## Start Dataset extract

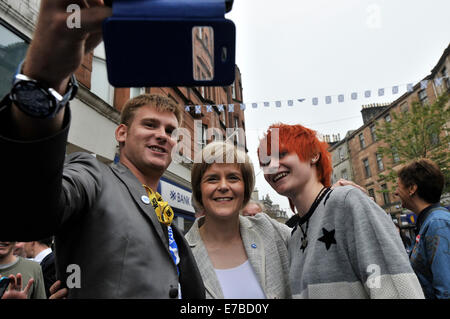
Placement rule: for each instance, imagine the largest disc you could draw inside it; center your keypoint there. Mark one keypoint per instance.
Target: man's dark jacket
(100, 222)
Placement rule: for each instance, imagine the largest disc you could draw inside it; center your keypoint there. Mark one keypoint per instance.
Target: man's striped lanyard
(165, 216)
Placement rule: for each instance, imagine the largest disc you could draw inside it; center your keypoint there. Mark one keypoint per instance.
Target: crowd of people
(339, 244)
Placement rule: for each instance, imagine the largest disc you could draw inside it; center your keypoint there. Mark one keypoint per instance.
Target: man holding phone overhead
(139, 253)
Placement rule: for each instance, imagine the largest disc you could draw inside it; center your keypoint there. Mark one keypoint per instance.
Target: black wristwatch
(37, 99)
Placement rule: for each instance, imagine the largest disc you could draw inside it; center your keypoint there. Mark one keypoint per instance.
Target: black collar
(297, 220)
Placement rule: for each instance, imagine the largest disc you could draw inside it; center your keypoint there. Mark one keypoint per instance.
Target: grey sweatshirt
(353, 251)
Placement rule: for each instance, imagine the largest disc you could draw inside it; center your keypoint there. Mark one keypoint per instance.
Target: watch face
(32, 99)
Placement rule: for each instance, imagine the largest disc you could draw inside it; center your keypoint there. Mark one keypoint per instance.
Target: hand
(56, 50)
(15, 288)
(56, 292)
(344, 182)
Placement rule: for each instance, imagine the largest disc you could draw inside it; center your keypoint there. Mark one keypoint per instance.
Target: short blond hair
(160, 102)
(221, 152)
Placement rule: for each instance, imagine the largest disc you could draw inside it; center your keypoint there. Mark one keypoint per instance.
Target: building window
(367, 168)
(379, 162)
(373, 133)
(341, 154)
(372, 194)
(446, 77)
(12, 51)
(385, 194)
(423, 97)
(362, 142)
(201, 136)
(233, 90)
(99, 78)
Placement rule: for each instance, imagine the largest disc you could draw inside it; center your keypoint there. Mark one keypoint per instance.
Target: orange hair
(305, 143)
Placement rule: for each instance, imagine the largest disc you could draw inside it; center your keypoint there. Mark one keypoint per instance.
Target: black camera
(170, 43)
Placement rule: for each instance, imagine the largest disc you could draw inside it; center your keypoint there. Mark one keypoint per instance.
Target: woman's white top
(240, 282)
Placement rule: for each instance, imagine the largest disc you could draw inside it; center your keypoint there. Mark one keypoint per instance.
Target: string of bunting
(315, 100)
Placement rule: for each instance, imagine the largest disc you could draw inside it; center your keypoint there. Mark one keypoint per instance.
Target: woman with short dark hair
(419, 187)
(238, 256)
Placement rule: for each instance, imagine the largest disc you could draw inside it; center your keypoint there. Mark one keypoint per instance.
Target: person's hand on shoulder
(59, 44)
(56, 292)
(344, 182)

## End Dataset extract
## Start Dataset extract

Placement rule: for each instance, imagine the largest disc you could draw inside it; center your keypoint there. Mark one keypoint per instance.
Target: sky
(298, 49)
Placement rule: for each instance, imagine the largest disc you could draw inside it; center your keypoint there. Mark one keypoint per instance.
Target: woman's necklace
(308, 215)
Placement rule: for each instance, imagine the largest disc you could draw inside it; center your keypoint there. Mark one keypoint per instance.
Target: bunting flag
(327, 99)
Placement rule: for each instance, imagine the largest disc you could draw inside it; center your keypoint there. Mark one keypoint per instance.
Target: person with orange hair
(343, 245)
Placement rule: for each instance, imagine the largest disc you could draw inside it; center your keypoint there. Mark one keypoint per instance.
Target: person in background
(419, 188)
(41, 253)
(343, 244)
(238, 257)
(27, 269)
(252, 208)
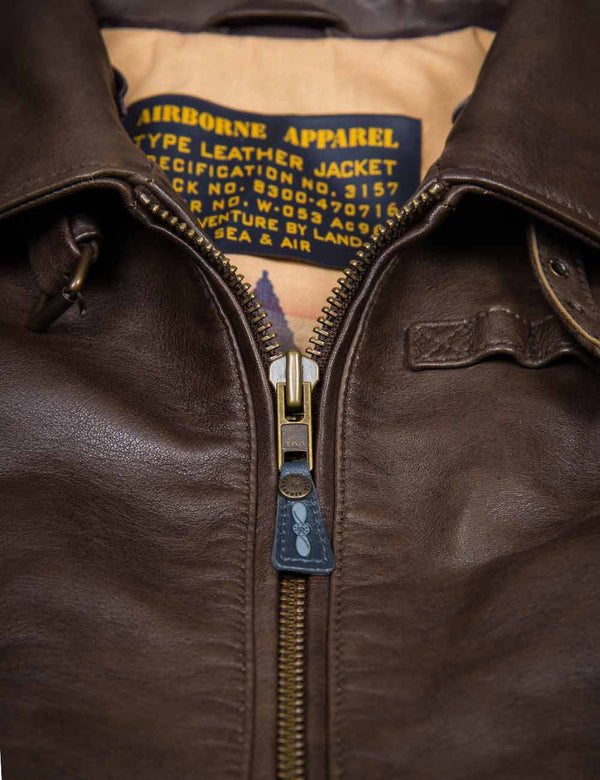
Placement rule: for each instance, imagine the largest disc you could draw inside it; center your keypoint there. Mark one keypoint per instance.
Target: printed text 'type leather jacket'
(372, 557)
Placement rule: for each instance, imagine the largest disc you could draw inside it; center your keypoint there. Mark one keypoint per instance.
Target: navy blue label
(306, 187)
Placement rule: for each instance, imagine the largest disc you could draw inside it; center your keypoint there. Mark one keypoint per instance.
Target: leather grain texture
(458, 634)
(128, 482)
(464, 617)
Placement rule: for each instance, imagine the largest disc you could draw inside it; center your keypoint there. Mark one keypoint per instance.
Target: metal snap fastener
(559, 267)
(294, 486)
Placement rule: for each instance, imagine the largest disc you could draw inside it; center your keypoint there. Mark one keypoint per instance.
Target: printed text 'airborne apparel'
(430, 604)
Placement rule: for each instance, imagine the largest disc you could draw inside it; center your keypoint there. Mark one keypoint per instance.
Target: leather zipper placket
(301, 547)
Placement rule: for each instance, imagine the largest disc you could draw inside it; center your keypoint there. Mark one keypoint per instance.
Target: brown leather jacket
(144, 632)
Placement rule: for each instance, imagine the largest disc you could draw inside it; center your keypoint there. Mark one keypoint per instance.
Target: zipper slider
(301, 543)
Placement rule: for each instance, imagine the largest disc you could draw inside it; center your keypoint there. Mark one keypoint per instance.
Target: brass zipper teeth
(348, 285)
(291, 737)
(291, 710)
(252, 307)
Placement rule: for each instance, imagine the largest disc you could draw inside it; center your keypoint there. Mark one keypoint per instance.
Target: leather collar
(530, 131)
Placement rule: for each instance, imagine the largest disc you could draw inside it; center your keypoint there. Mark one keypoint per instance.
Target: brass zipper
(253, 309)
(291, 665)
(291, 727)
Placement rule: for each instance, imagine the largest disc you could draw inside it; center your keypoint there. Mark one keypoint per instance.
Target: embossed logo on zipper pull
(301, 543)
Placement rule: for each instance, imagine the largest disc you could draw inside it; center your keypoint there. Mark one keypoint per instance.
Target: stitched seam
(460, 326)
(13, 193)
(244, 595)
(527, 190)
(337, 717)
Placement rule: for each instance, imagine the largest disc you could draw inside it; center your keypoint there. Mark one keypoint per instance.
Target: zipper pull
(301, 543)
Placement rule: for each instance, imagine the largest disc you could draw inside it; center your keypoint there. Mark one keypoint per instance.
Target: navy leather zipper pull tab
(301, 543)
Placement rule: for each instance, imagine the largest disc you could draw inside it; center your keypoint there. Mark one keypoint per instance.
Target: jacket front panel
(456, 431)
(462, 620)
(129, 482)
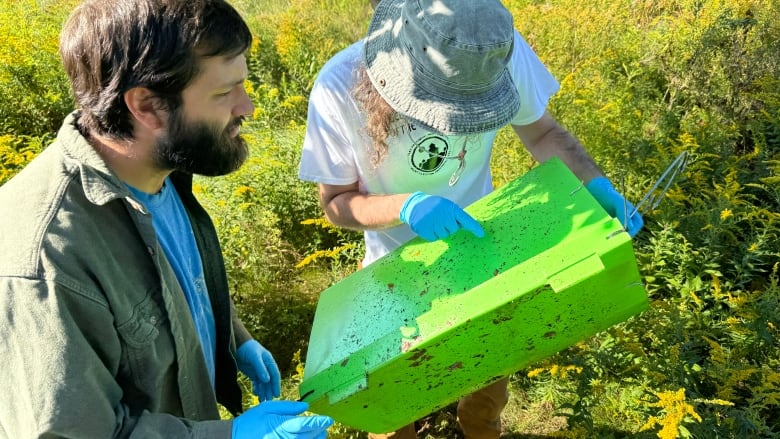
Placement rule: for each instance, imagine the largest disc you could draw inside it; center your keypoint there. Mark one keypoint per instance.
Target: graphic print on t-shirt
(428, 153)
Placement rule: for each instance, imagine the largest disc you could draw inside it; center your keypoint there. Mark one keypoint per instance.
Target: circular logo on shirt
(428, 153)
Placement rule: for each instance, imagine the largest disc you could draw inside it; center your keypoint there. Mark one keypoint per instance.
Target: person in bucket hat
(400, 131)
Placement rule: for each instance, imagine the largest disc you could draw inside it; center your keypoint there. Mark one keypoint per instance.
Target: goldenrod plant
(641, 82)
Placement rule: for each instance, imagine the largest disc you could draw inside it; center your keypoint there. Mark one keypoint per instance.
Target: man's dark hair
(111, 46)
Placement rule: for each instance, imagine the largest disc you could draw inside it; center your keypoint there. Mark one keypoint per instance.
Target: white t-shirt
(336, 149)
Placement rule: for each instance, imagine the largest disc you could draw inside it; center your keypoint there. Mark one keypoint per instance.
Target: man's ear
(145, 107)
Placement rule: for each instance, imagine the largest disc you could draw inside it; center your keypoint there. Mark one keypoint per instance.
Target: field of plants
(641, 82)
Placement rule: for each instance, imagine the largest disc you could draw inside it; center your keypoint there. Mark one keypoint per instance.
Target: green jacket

## End Dataset extract
## Start Dataset extract

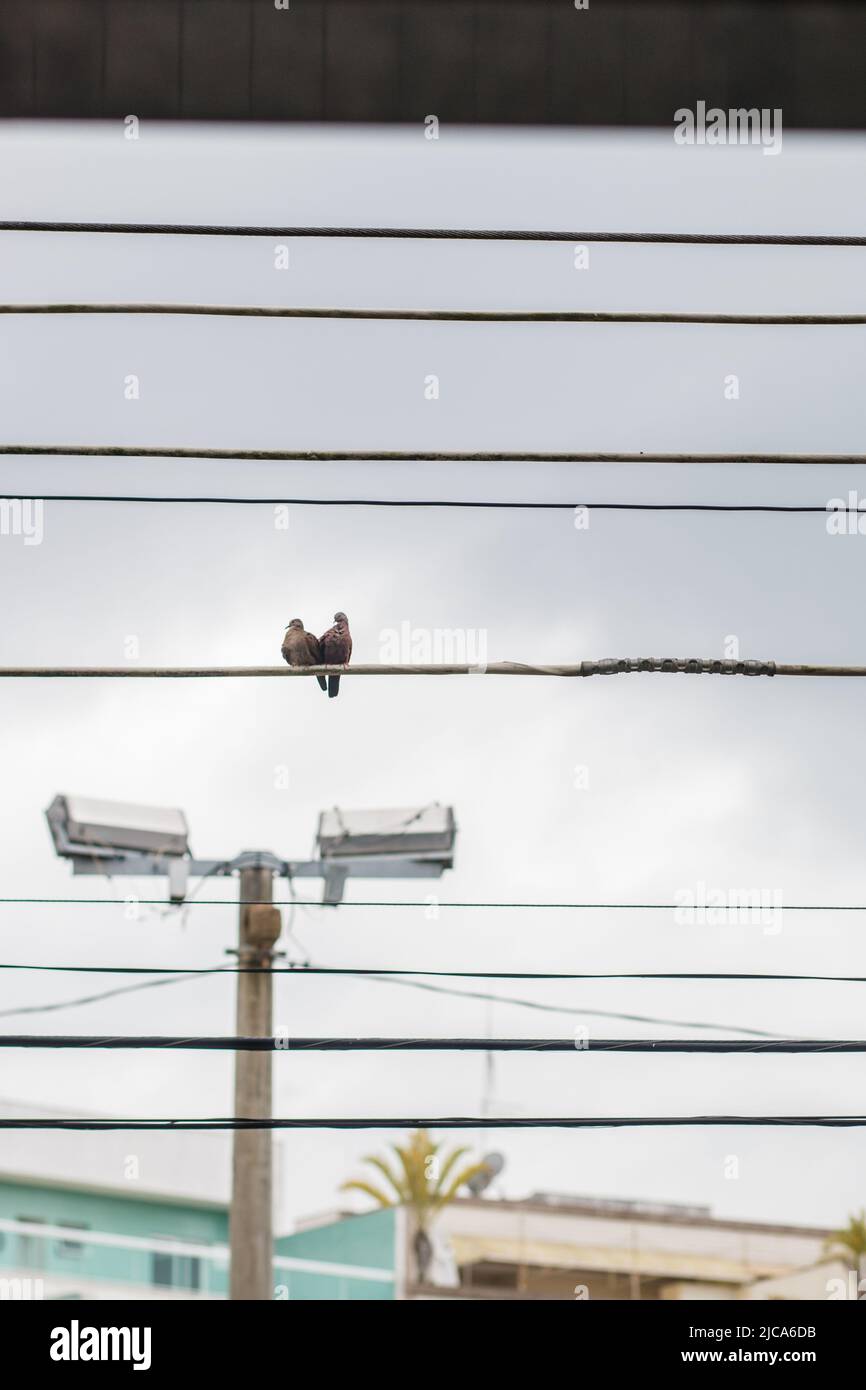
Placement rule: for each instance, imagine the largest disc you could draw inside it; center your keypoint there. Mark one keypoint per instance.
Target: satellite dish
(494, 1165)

## End Dataset extract

Aim of the exercise:
Copy out every line of the records above that contains the string "bunting", matching case exactly.

Completed exercise:
Target: string of bunting
Target: bunting flag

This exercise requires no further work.